### REQUIRED ACTIONS
[1] From the interview excerpt, write out the passage between "I always loved" and "just bought it.", inclusive.
[2] Answer these questions using the interview excerpt:
(a) At what venue and in what year did the interviewee do a first show?
(b) Who took the interviewee under his wing?
(c) Which two performers does the interviewee name as influences when young?

Yeah. His commitment to comedy is very intense. You know, when people become movie stars they can start putting a lot of terms and conditions in about how much they’re going to film, what the conditions are going to be, their trailer size… Zach’s main priority is comedy and that’s where we really relate, he and I. We didn’t do this movie as a star trip or as a springboard to greater success. We really just wanted to make the funniest movie that we could. And the conditions that we made it in were very challenging. And Zach also took a chance on me, as someone who’s never directed a movie before. He could have easily said, “Hey, you’ve never done a movie before. I just can’t risk my career on this.” But he loved the idea. He loved everything that we talked about and just really supported me throughout it. I think if it was someone that I didn’t know personally, it would have been a very intimidating experience. And while it was an intimidating experience for me having never directed a film, he made it very easy and fun for me.

That’s nice! Did you always know that you wanted to end up in the comedy space?

I always loved the comedy space. I grew up loving SCTV and Monty Python and Saturday Night Live. I had an appreciation for it. And I think when I was young I was doing comedy-type things. I was very influenced by David Letterman and Pee-wee Herman. If I ever had a school project, I would kind of make fun of it and do a funny video for it or do a funny play or something. But I never really thought that I could do it professionally because it just seems like this unattainable goal. No one ever tells you how you become a comedian — it seems like everyone has done it out of luck. But honestly that’s how I fell into it, with luck. So once I did, I just sort of took a chance and did a show at the Comedy Store in 1995. It was something that I just fell deeply in love with and I think the second time I ever did comedy I just called myself a comedian after that and everyone just bought it.

Photo: Liezl Estipona

So you mentioned a couple of your inspirations in the comedy world, but did you have a mentor or role model working with you? Or you were just doing it on your own?

Definitely Bob Odenkirk took me under his wing and he’s the most supportive guy. Again, people in comedy tend to love comedy and love people that can make them laugh. So Bob Odenkirk was there the second time I ever performed and just really made sure that I felt like I was part of a community of people that I didn’t feel good enough to be a part of, or I didn’t feel skilled enough or that I’d been doing it long enough. But for instance, if we had a sketch show that we were doing, Bob would agree to be in it or he would go up and open for us or at the very least he would always come watch it and tell me what he thought of it. And that was very meaningful to me as a person. He’s one of the reasons I even got the guts to go up and do comedy, is because I saw him perform the week before and it clicked with me as something that I could do that was very similarly inclined. It just was very meaningful to me, up to the point of he appeared on my television show several times and he came to see an early cut of this movie and told me what he thought. And so he’s been one of the biggest supporters of not only me but other young comedians out there that I know of.

Right. So where did you get your taste for the type of humour that you like? Your humour is not the most conventional. Have you always liked this awkward, weird humour? What do you think liking that kind of thing says about someone?

### DATASET
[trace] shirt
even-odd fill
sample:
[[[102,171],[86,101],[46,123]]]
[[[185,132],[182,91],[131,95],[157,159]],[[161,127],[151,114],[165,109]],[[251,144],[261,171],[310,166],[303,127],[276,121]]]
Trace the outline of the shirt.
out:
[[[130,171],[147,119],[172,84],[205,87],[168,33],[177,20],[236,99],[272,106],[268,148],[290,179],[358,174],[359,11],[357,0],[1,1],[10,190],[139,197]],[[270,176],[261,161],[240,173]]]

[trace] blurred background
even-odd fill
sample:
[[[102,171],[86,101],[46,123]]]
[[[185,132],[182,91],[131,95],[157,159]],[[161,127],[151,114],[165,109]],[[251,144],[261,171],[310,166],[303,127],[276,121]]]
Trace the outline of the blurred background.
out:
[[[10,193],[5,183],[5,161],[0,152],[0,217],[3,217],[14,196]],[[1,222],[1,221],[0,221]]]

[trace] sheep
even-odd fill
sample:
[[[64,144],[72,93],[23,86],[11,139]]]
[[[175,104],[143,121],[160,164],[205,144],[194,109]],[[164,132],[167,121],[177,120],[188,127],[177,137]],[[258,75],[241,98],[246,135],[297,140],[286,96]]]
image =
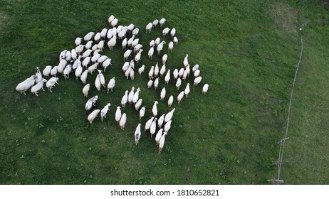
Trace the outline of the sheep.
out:
[[[125,104],[127,103],[127,101],[128,100],[128,91],[126,90],[125,92],[125,95],[123,95],[122,98],[121,99],[121,106],[122,108],[125,107]]]
[[[110,80],[108,84],[108,94],[110,90],[111,90],[111,92],[113,92],[113,87],[115,86],[115,77],[113,77],[112,79]]]
[[[155,117],[151,117],[151,119],[147,120],[147,122],[146,122],[145,128],[144,128],[144,131],[146,131],[146,130],[150,129],[150,127],[151,127],[152,122],[153,122],[154,119],[155,119]]]
[[[145,69],[145,65],[142,65],[140,68],[138,68],[138,73],[140,75],[142,72],[144,72],[144,70]]]
[[[85,70],[81,74],[81,76],[80,77],[80,80],[81,80],[81,82],[84,84],[85,84],[85,80],[87,80],[87,76],[88,75],[88,70]]]
[[[136,127],[136,130],[135,130],[135,144],[136,144],[136,146],[138,144],[138,141],[140,141],[141,134],[142,132],[140,131],[140,123]]]
[[[132,102],[135,104],[137,102],[139,98],[140,89],[137,88],[136,92],[134,93],[134,97],[132,97]]]
[[[153,136],[154,134],[155,134],[155,131],[157,131],[157,118],[153,120],[153,122],[151,124],[151,127],[150,127],[150,133],[151,134],[151,137]]]
[[[75,45],[79,45],[80,44],[81,44],[81,41],[82,41],[82,38],[78,37],[74,41],[74,43],[75,43]]]
[[[170,31],[169,28],[165,28],[162,30],[162,36],[164,37],[167,34],[168,34],[169,31]]]
[[[26,79],[16,87],[16,90],[19,92],[21,94],[26,95],[25,92],[28,90],[31,87],[34,85],[36,82],[36,75],[31,75],[30,77]]]
[[[38,91],[39,90],[42,90],[44,91],[43,90],[43,83],[47,82],[47,80],[46,79],[42,79],[42,80],[39,82],[38,82],[36,85],[33,85],[31,88],[31,92],[33,94],[35,94],[36,96],[38,96]]]
[[[168,52],[172,52],[174,48],[174,43],[170,41],[168,44]]]
[[[55,65],[55,66],[51,69],[51,75],[52,76],[55,76],[55,77],[56,76],[56,74],[57,74],[57,68],[58,68],[58,66]]]
[[[108,113],[108,111],[110,105],[110,103],[108,103],[100,111],[100,119],[102,120],[102,122],[103,121],[104,117],[106,118],[106,114]]]
[[[185,94],[186,97],[187,97],[187,95],[189,93],[189,83],[187,83],[186,85],[185,90],[184,90],[184,93]]]
[[[140,110],[140,121],[142,121],[142,117],[145,115],[145,107],[142,107]]]
[[[166,97],[166,88],[163,87],[160,93],[160,100],[164,100],[165,97]]]
[[[170,69],[168,69],[166,76],[164,76],[164,82],[168,85],[169,80],[170,80]]]
[[[206,94],[208,91],[209,85],[208,84],[204,84],[204,87],[202,87],[202,94]]]
[[[127,114],[125,113],[122,114],[121,118],[120,119],[119,125],[121,129],[125,130],[125,124],[127,122]]]
[[[115,111],[115,121],[119,123],[119,121],[121,118],[121,107],[117,107],[117,110]]]
[[[172,119],[172,115],[174,114],[175,110],[176,109],[174,108],[169,112],[166,114],[166,115],[164,116],[164,122],[167,122],[168,121]]]
[[[49,74],[51,74],[52,68],[53,67],[51,65],[46,66],[43,70],[42,71],[42,74],[43,75],[43,76],[48,78],[48,77],[49,76]]]
[[[48,90],[51,92],[51,89],[55,86],[55,84],[58,84],[58,77],[53,77],[49,79],[49,80],[46,82],[46,87],[48,87]]]
[[[162,18],[159,21],[159,24],[160,25],[160,27],[162,26],[162,25],[166,22],[166,19],[164,18]]]
[[[131,90],[128,94],[129,106],[130,106],[131,103],[132,102],[132,97],[134,97],[134,93],[135,93],[135,87],[132,87]]]
[[[160,79],[160,77],[157,77],[155,80],[155,82],[154,82],[155,90],[157,90],[157,87],[159,87],[159,80]]]
[[[165,136],[167,135],[167,131],[164,131],[161,136],[159,141],[159,154],[160,154],[161,151],[162,150],[163,146],[164,146],[164,141],[165,141]]]
[[[162,50],[163,48],[163,45],[165,44],[166,42],[164,41],[162,41],[162,42],[160,42],[160,43],[159,43],[159,45],[157,46],[157,54],[160,55],[160,51]]]
[[[178,102],[178,104],[179,104],[180,101],[182,100],[182,99],[184,97],[184,91],[182,91],[181,92],[179,92],[179,94],[177,96],[177,102]]]
[[[150,22],[149,23],[147,23],[147,25],[146,25],[146,33],[150,33],[153,24],[152,23]]]
[[[152,108],[152,113],[153,114],[153,116],[155,117],[157,114],[157,104],[158,104],[157,101],[155,101],[155,103],[153,104],[153,107]]]
[[[137,101],[136,104],[135,104],[135,109],[136,109],[136,111],[138,111],[138,109],[140,109],[140,106],[142,105],[142,101],[143,100],[142,98],[140,98],[138,101]]]
[[[88,119],[90,124],[93,123],[93,121],[94,121],[95,118],[98,115],[98,113],[100,112],[100,109],[95,109],[93,110],[88,117]]]
[[[162,131],[163,129],[160,129],[159,131],[157,131],[157,134],[155,135],[155,141],[157,143],[157,146],[159,145],[160,138],[162,136]]]
[[[179,90],[179,87],[182,85],[182,80],[179,77],[178,77],[177,81],[176,82],[176,87],[177,88],[177,91]]]
[[[193,84],[194,86],[197,86],[199,85],[199,83],[201,82],[201,80],[202,80],[202,77],[199,76],[194,79],[194,83]]]
[[[147,55],[149,55],[149,58],[150,60],[152,60],[152,57],[153,56],[154,53],[155,53],[155,48],[151,47],[151,48],[150,48],[150,50],[149,50],[149,52],[147,53]]]
[[[90,84],[86,84],[83,88],[83,95],[85,96],[85,97],[88,97],[88,92],[89,92],[89,90],[90,88]]]

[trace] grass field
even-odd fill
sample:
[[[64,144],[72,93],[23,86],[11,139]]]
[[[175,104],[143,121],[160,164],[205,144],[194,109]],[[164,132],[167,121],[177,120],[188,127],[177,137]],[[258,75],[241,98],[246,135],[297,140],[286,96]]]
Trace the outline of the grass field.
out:
[[[278,156],[276,143],[284,135],[298,60],[300,33],[296,26],[304,19],[299,18],[299,1],[0,1],[0,184],[268,184],[276,172],[272,162]],[[307,125],[305,131],[313,128],[302,116],[312,125],[313,119],[320,122],[316,127],[323,129],[323,134],[328,129],[327,108],[309,118],[313,110],[320,107],[318,100],[325,101],[327,96],[324,65],[328,41],[318,31],[328,28],[328,14],[323,7],[319,9],[320,16],[310,13],[321,3],[310,3],[310,8],[303,9],[303,17],[312,16],[315,21],[310,23],[308,31],[315,41],[306,42],[313,51],[308,51],[303,63],[314,67],[318,63],[321,70],[301,70],[305,82],[298,82],[296,99],[306,97],[305,89],[308,89],[309,97],[305,102],[294,102],[293,108],[298,111],[293,109],[289,136],[303,128],[301,124]],[[40,92],[38,97],[29,91],[24,96],[15,90],[18,83],[35,72],[36,67],[58,65],[60,52],[74,48],[76,37],[109,28],[108,18],[112,14],[120,24],[133,23],[140,28],[138,38],[145,50],[140,65],[145,65],[146,72],[126,80],[122,74],[123,50],[120,43],[113,52],[104,50],[113,63],[105,72],[105,80],[116,77],[117,86],[108,95],[92,86],[89,94],[100,97],[101,108],[111,103],[104,122],[97,118],[89,124],[84,110],[88,99],[82,94],[83,85],[74,75],[66,81],[61,76],[53,92]],[[161,36],[162,28],[147,34],[145,27],[162,17],[167,19],[164,27],[176,28],[179,41],[172,53],[165,45],[160,55],[168,54],[167,68],[182,67],[188,53],[190,65],[200,65],[203,80],[198,87],[191,86],[188,98],[174,103],[172,128],[158,154],[148,132],[142,132],[140,144],[135,145],[133,134],[139,119],[132,107],[124,110],[127,115],[125,131],[120,129],[114,116],[125,91],[132,86],[141,88],[140,96],[148,108],[142,124],[152,114],[160,90],[147,90],[147,72],[161,57],[149,60],[147,54],[150,41]],[[323,18],[323,28],[316,21],[319,18]],[[164,39],[170,40],[169,36]],[[322,60],[318,59],[320,53]],[[318,76],[319,72],[322,76]],[[318,92],[313,86],[318,88],[319,80],[311,74],[323,81],[323,92],[315,95]],[[88,79],[93,85],[95,76]],[[311,85],[308,78],[312,78]],[[180,90],[187,82],[193,84],[193,78],[189,77]],[[206,82],[209,90],[202,95]],[[160,82],[160,87],[163,85]],[[178,94],[172,80],[166,88],[174,97]],[[308,114],[301,114],[304,112],[301,107],[310,109]],[[171,109],[162,102],[158,109],[161,114]],[[322,134],[314,131],[318,140]],[[293,143],[288,146],[287,142],[287,158],[301,161],[296,156],[301,149]],[[325,140],[321,143],[322,149],[328,151]],[[306,148],[319,153],[314,148],[315,141],[309,144]],[[325,154],[317,156],[323,165]],[[306,161],[311,166],[314,160]],[[286,181],[308,183],[296,181],[296,176],[302,176],[295,173],[304,168],[293,166],[295,163],[299,164],[290,161],[283,168]],[[318,167],[315,173],[305,169],[306,178],[316,174],[312,177],[317,179],[323,172],[328,173],[324,166]],[[323,178],[312,183],[328,182]]]

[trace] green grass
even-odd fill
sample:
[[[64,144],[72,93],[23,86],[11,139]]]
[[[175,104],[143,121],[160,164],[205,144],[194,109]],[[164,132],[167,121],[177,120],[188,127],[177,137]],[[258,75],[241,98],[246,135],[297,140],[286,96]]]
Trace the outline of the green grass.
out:
[[[271,163],[283,136],[299,50],[298,8],[281,1],[1,1],[0,183],[268,183],[276,173]],[[104,51],[113,60],[105,80],[116,77],[117,86],[109,95],[92,87],[89,96],[98,95],[100,107],[111,103],[105,122],[97,118],[88,124],[83,85],[74,75],[67,81],[61,77],[52,93],[40,92],[38,97],[15,90],[36,66],[57,65],[59,53],[73,48],[76,37],[108,27],[111,14],[120,24],[140,28],[145,46],[140,65],[147,70],[126,80],[120,45]],[[168,53],[167,68],[182,67],[188,53],[191,65],[200,65],[203,80],[191,87],[188,98],[175,101],[172,129],[158,154],[149,133],[142,132],[135,146],[139,119],[132,107],[124,111],[125,131],[114,116],[132,86],[141,88],[147,106],[143,124],[160,98],[161,90],[147,90],[146,80],[161,57],[149,60],[147,46],[161,36],[162,28],[146,34],[145,27],[162,17],[164,27],[176,28],[179,41]],[[93,85],[94,78],[89,75],[88,82]],[[181,87],[192,81],[189,77]],[[202,95],[205,82],[209,90]],[[176,97],[174,82],[166,88]],[[158,109],[159,114],[170,110],[164,102]]]

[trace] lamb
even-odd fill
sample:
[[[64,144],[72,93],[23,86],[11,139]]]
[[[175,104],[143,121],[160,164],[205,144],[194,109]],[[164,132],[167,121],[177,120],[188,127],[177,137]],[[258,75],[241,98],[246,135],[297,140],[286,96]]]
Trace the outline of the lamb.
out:
[[[119,121],[121,118],[121,107],[117,107],[117,110],[115,111],[115,121],[119,123]]]
[[[113,87],[115,86],[115,77],[113,77],[110,80],[108,84],[108,94],[110,90],[113,92]]]
[[[197,86],[197,85],[199,85],[200,83],[202,80],[202,77],[201,77],[201,76],[199,76],[199,77],[196,77],[194,79],[194,83],[193,85],[194,86]]]
[[[110,103],[108,103],[100,111],[100,119],[102,120],[102,122],[103,121],[104,117],[106,118],[106,114],[108,113],[108,111],[110,105]]]
[[[38,91],[39,90],[42,90],[44,91],[43,90],[43,83],[47,82],[47,80],[46,79],[42,79],[42,80],[39,82],[38,82],[36,85],[35,85],[34,86],[33,86],[31,88],[31,92],[33,94],[35,94],[36,96],[38,96]]]
[[[89,92],[89,90],[90,89],[90,84],[86,84],[83,88],[83,95],[85,96],[85,97],[88,97],[88,92]]]
[[[121,118],[120,119],[119,125],[121,129],[125,130],[125,124],[127,122],[127,114],[125,113],[122,114]]]
[[[59,85],[57,81],[58,81],[58,77],[55,77],[50,78],[49,80],[47,81],[47,82],[46,83],[46,86],[48,87],[48,90],[50,92],[52,92],[51,89],[53,88],[53,87],[55,86],[55,84]]]
[[[178,104],[179,104],[180,101],[182,100],[182,99],[184,97],[184,91],[182,91],[177,96],[177,102],[178,102]]]
[[[137,127],[136,127],[136,130],[135,131],[135,144],[136,146],[138,144],[138,141],[140,141],[140,135],[142,132],[140,131],[140,123],[138,124]]]
[[[204,87],[202,87],[202,94],[206,94],[208,91],[209,85],[208,84],[204,84]]]
[[[163,87],[160,93],[160,100],[164,100],[165,97],[166,97],[166,88]]]
[[[47,65],[45,67],[43,70],[42,71],[42,74],[43,76],[45,76],[46,78],[49,76],[49,74],[51,74],[51,68],[53,67],[51,65]]]
[[[19,92],[21,94],[26,95],[25,92],[28,90],[31,86],[34,85],[34,83],[36,82],[36,75],[33,75],[31,76],[30,77],[27,78],[24,81],[21,82],[19,83],[16,87],[16,90]]]
[[[100,109],[95,109],[93,110],[88,117],[88,119],[90,124],[93,123],[93,121],[94,121],[95,118],[98,115],[98,113],[100,112]]]

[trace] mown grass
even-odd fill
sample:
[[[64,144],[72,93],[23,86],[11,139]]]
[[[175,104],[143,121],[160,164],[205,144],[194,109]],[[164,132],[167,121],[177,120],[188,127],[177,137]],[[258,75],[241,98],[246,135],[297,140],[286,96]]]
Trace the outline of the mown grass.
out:
[[[277,158],[276,143],[282,137],[298,51],[297,9],[279,1],[0,1],[6,16],[0,38],[0,183],[268,183],[276,171],[271,163]],[[281,12],[286,6],[291,11]],[[145,27],[166,18],[165,26],[176,28],[179,40],[168,53],[167,68],[182,67],[188,53],[190,64],[200,65],[202,85],[210,85],[207,95],[201,95],[202,85],[192,86],[189,97],[174,103],[172,129],[160,154],[148,133],[135,146],[139,121],[132,108],[124,111],[125,131],[114,120],[125,90],[141,88],[148,108],[142,122],[160,92],[146,88],[147,72],[134,80],[122,77],[119,46],[104,51],[113,59],[105,75],[108,81],[117,77],[115,91],[108,95],[92,87],[89,94],[100,96],[100,107],[112,104],[105,122],[98,118],[88,124],[83,109],[87,98],[74,75],[67,81],[61,77],[52,93],[41,92],[38,97],[14,90],[36,66],[56,65],[59,53],[73,48],[76,37],[108,27],[111,14],[120,24],[140,28],[145,46],[140,64],[146,71],[160,60],[150,61],[146,46],[161,35],[161,28],[145,34]],[[92,77],[88,82],[93,85]],[[174,85],[171,82],[167,92],[177,92]],[[158,108],[159,114],[170,109],[163,102]]]

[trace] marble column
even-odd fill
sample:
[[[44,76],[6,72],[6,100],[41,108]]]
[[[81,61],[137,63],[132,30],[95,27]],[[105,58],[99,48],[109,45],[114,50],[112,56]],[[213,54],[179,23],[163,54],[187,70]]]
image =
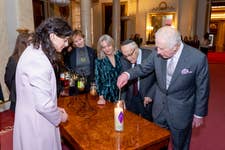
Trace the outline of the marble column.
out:
[[[113,0],[112,36],[115,48],[120,49],[120,0]]]
[[[85,35],[86,45],[92,46],[91,43],[91,1],[81,0],[80,1],[80,20],[81,30]]]
[[[207,1],[207,14],[206,14],[206,22],[205,22],[205,32],[209,33],[209,24],[210,24],[210,18],[211,18],[211,6],[212,6],[212,0]]]

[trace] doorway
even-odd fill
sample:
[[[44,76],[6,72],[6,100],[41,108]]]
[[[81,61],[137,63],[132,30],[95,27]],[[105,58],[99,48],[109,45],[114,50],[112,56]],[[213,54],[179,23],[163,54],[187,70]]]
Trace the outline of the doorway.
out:
[[[103,3],[103,34],[109,34],[112,36],[112,3]],[[120,3],[120,17],[127,15],[127,3]],[[126,20],[120,21],[121,27],[121,33],[120,33],[120,40],[124,41],[127,37],[127,22]]]
[[[217,52],[225,52],[225,2],[212,2],[211,19],[209,25],[210,34],[213,35],[213,49]]]

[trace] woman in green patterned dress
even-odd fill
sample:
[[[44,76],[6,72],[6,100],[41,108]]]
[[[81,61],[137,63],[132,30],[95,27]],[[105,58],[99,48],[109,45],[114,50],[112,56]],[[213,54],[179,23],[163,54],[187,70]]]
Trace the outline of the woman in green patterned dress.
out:
[[[121,53],[115,49],[114,40],[107,34],[99,38],[97,50],[98,59],[95,61],[95,79],[99,95],[97,103],[115,102],[119,98],[116,82],[121,73]]]

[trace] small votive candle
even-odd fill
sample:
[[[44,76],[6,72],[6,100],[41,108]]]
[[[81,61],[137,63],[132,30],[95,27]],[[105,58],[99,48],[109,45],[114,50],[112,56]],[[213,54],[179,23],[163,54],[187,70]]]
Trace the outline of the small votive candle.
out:
[[[116,131],[123,131],[124,129],[124,111],[123,102],[119,100],[114,108],[114,125]]]

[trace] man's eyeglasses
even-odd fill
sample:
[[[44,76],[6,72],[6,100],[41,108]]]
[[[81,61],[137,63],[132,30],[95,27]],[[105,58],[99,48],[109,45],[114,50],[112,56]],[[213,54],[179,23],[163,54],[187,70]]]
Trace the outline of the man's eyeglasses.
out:
[[[135,48],[132,50],[132,52],[129,55],[127,55],[127,56],[123,55],[123,57],[125,57],[125,58],[131,57],[134,54],[134,52],[135,52]]]

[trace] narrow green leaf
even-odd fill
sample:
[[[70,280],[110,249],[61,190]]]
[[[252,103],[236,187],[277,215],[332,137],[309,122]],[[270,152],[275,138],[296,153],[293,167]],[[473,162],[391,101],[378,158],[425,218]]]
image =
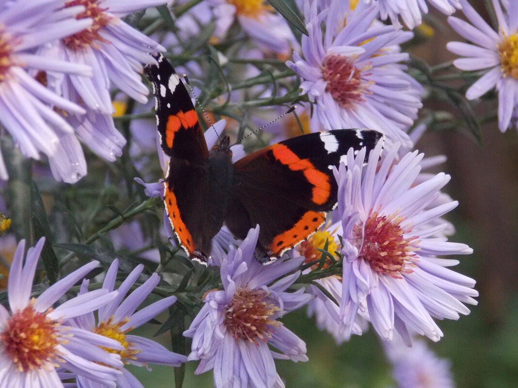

### RESULTS OF THE TASKS
[1]
I always loved the comedy space. I grew up loving SCTV and Monty Python and Saturday Night Live. I had an appreciation for it. And I think when I was young I was doing comedy-type things. I was very influenced by David Letterman and Pee-wee Herman. If I ever had a school project, I would kind of make fun of it and do a funny video for it or do a funny play or something. But I never really thought that I could do it professionally because it just seems like this unattainable goal. No one ever tells you how you become a comedian — it seems like everyone has done it out of luck. But honestly that’s how I fell into it, with luck. So once I did, I just sort of took a chance and did a show at the Comedy Store in 1995. It was something that I just fell deeply in love with and I think the second time I ever did comedy I just called myself a comedian after that and everyone just bought it.

[2]
(a) The Comedy Store, in 1995.
(b) Bob Odenkirk.
(c) David Letterman and Pee-wee Herman.